"""
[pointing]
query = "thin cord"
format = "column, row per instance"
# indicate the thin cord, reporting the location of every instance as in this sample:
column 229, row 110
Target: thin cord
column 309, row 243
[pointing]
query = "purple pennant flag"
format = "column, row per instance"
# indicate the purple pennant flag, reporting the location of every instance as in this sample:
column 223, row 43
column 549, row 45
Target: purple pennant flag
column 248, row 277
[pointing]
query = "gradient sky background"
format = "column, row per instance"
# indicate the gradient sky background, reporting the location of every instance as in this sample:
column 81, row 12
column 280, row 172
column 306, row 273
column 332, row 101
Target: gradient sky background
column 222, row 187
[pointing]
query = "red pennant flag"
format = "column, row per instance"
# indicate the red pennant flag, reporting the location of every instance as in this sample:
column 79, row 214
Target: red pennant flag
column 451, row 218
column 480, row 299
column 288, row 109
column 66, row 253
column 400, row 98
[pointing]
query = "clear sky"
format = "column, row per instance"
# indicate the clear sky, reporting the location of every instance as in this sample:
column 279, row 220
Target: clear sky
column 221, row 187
"""
### [Exercise description]
Rewrite all of the items above with "pennant" replaced by "triangular" everywhere it occurs, keeping every other word and line unchanged.

### [Task result]
[pointing]
query = "thin cord"
format = "column, row per instance"
# indicate the thin cord, reporting the location of every instance as in this sample:
column 229, row 110
Target: thin cord
column 309, row 243
[pointing]
query = "purple triangular flag"
format = "column, row per instance"
# indicate the purple triangular flag, reporting the location of every instance as in this sample:
column 223, row 43
column 549, row 45
Target: purple triangular flag
column 248, row 277
[pointing]
query = "gradient sky background"
format = "column, row per instance"
# indicate the gradient sky background, reporting the location of every instance as in this sample:
column 81, row 12
column 280, row 172
column 306, row 273
column 332, row 101
Target: gradient sky background
column 222, row 187
[pointing]
query = "red triangular flag"
format = "column, row per instance"
# indicate the red triangular flag, reporting the location of every instance as in this sample:
column 79, row 214
Target: red triangular flag
column 451, row 218
column 480, row 299
column 288, row 109
column 66, row 253
column 400, row 98
[pointing]
query = "clear sky"
format = "column, row per instance"
# indicate the clear sky, reporting the location of every instance as in this sample:
column 279, row 220
Target: clear sky
column 221, row 187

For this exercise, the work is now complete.